Task description:
Render the lines of all the items below as a single JSON list of strings, one string per line, with blank lines omitted.

Data to use:
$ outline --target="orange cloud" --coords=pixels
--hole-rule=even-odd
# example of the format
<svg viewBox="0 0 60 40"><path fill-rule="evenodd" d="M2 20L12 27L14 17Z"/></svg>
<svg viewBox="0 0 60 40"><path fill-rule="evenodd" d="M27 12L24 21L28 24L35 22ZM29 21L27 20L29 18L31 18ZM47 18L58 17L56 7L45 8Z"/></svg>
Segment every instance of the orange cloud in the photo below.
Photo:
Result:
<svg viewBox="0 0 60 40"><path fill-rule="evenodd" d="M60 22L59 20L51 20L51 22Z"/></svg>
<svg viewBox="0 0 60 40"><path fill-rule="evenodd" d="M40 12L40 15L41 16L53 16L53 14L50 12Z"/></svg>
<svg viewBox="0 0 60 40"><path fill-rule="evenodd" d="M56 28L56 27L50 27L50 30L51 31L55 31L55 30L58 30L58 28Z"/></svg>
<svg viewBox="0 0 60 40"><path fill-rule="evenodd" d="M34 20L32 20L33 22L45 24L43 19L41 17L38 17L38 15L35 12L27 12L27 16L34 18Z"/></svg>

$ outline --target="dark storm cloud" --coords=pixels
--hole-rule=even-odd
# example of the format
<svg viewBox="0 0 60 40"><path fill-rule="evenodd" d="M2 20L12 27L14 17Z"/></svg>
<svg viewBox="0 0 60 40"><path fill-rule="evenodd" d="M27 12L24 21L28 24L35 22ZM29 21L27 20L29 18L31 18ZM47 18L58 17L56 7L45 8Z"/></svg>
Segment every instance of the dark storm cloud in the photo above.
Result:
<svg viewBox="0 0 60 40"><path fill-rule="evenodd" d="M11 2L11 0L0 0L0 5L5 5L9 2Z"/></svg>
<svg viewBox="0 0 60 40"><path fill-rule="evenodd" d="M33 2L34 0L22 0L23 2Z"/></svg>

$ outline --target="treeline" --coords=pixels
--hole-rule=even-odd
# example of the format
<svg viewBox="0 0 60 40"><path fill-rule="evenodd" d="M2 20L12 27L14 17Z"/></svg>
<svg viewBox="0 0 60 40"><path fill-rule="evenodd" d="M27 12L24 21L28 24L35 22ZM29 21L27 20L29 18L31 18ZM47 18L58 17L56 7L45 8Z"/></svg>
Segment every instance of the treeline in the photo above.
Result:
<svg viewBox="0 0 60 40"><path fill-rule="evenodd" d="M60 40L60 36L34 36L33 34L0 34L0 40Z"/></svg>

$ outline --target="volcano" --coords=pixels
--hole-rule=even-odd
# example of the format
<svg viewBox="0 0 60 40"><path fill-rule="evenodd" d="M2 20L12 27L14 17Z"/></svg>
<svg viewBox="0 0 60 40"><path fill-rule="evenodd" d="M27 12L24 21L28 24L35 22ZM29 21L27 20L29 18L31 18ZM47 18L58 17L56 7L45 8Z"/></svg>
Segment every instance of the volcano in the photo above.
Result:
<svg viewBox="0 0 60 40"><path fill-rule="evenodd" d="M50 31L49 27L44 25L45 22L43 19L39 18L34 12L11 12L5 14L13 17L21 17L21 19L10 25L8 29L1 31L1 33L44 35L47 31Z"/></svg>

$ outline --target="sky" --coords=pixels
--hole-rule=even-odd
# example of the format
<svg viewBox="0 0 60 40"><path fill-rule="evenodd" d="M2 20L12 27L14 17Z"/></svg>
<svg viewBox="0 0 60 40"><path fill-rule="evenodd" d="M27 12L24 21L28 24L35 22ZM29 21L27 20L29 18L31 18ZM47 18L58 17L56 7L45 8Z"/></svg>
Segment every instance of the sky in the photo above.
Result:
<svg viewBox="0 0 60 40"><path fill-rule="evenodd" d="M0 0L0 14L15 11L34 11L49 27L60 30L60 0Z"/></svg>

Solved problem:
[
  "$ outline --target=\"orange cloud\" --coords=pixels",
  "--hole-rule=even-odd",
  "# example of the format",
  "<svg viewBox=\"0 0 60 40\"><path fill-rule=\"evenodd\" d=\"M2 20L12 27L14 17Z\"/></svg>",
  "<svg viewBox=\"0 0 60 40\"><path fill-rule=\"evenodd\" d=\"M27 12L24 21L28 24L35 22ZM29 21L27 20L29 18L31 18ZM47 18L58 17L56 7L45 8Z\"/></svg>",
  "Segment every instance of the orange cloud in the photo below.",
  "Photo:",
  "Result:",
  "<svg viewBox=\"0 0 60 40\"><path fill-rule=\"evenodd\" d=\"M60 22L59 20L51 20L51 22Z\"/></svg>",
  "<svg viewBox=\"0 0 60 40\"><path fill-rule=\"evenodd\" d=\"M40 12L40 15L41 16L53 16L53 14L50 12Z\"/></svg>",
  "<svg viewBox=\"0 0 60 40\"><path fill-rule=\"evenodd\" d=\"M56 28L56 27L50 27L50 30L51 31L55 31L55 30L58 30L58 28Z\"/></svg>",
  "<svg viewBox=\"0 0 60 40\"><path fill-rule=\"evenodd\" d=\"M34 20L32 20L33 22L45 24L43 19L41 17L38 17L38 15L35 12L27 12L27 16L34 18Z\"/></svg>",
  "$ outline --target=\"dark storm cloud\" --coords=pixels",
  "--hole-rule=even-odd",
  "# example of the format",
  "<svg viewBox=\"0 0 60 40\"><path fill-rule=\"evenodd\" d=\"M2 20L12 27L14 17Z\"/></svg>",
  "<svg viewBox=\"0 0 60 40\"><path fill-rule=\"evenodd\" d=\"M27 12L24 21L28 24L35 22ZM29 21L27 20L29 18L31 18ZM47 18L58 17L56 7L45 8Z\"/></svg>",
  "Segment every instance of the dark storm cloud in the photo above.",
  "Result:",
  "<svg viewBox=\"0 0 60 40\"><path fill-rule=\"evenodd\" d=\"M11 2L11 0L0 0L0 5L5 5L9 2Z\"/></svg>",
  "<svg viewBox=\"0 0 60 40\"><path fill-rule=\"evenodd\" d=\"M33 2L34 0L22 0L23 2Z\"/></svg>",
  "$ outline --target=\"treeline\" --coords=pixels",
  "--hole-rule=even-odd",
  "# example of the format",
  "<svg viewBox=\"0 0 60 40\"><path fill-rule=\"evenodd\" d=\"M2 20L12 27L14 17Z\"/></svg>",
  "<svg viewBox=\"0 0 60 40\"><path fill-rule=\"evenodd\" d=\"M27 12L24 21L28 24L35 22ZM29 21L27 20L29 18L31 18ZM47 18L58 17L56 7L45 8Z\"/></svg>",
  "Segment every instance of the treeline in the photo above.",
  "Result:",
  "<svg viewBox=\"0 0 60 40\"><path fill-rule=\"evenodd\" d=\"M60 40L60 36L34 36L33 34L0 34L0 40Z\"/></svg>",
  "$ outline --target=\"volcano\" --coords=pixels",
  "--hole-rule=even-odd",
  "# example of the format",
  "<svg viewBox=\"0 0 60 40\"><path fill-rule=\"evenodd\" d=\"M2 20L12 27L14 17Z\"/></svg>",
  "<svg viewBox=\"0 0 60 40\"><path fill-rule=\"evenodd\" d=\"M27 12L24 21L28 24L35 22ZM29 21L27 20L29 18L31 18ZM47 18L58 17L56 7L45 8Z\"/></svg>",
  "Segment every instance of the volcano in the photo above.",
  "Result:",
  "<svg viewBox=\"0 0 60 40\"><path fill-rule=\"evenodd\" d=\"M50 31L49 27L44 25L45 22L43 19L39 18L34 12L11 12L5 14L13 17L21 17L21 19L10 25L8 29L1 31L1 33L44 35L47 31Z\"/></svg>",
  "$ outline --target=\"sky\" --coords=pixels",
  "--hole-rule=even-odd",
  "# example of the format",
  "<svg viewBox=\"0 0 60 40\"><path fill-rule=\"evenodd\" d=\"M2 20L12 27L14 17Z\"/></svg>",
  "<svg viewBox=\"0 0 60 40\"><path fill-rule=\"evenodd\" d=\"M27 12L24 21L28 24L35 22ZM29 21L27 20L29 18L31 18ZM47 18L58 17L56 7L45 8Z\"/></svg>",
  "Segment every instance of the sky in the photo above.",
  "Result:",
  "<svg viewBox=\"0 0 60 40\"><path fill-rule=\"evenodd\" d=\"M0 0L0 14L15 11L34 11L49 27L60 30L60 0Z\"/></svg>"
]